Task to carry out >>
Give back exactly the line containing "Where can the wooden fence" together with all the lines after it, ending at the final line below.

BEGIN Records provided

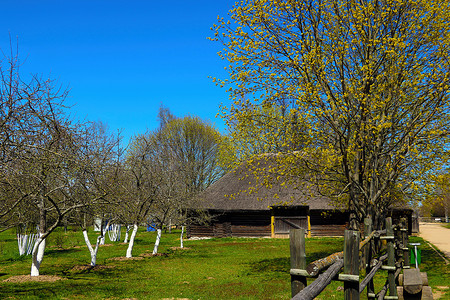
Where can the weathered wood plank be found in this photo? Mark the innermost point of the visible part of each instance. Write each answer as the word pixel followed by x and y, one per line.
pixel 351 263
pixel 427 293
pixel 412 281
pixel 298 259
pixel 391 258
pixel 324 279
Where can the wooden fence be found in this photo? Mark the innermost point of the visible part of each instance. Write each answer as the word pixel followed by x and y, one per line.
pixel 392 260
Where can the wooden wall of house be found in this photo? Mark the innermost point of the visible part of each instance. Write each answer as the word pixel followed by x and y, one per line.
pixel 328 222
pixel 233 224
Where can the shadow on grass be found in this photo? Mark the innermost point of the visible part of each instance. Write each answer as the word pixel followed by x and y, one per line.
pixel 280 264
pixel 39 290
pixel 59 252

END Records provided

Output below >>
Where can the wooden fence be found in this photo? Mark the innermost point of the visible part of each instance. Write each answer as the word pixel followed by x and y, one per line.
pixel 392 260
Where can the wooden wall of house be found in this photo? Mark the innermost point of the visible part of each instance. Write each answer as the word pixel followed by x and y, one per line.
pixel 328 222
pixel 233 224
Where can the shadow on grass be found in this photo? Mark the innermost point of the visible part of each instance. Write each answer as the word pixel followed by x and y, one per line.
pixel 280 264
pixel 39 290
pixel 59 252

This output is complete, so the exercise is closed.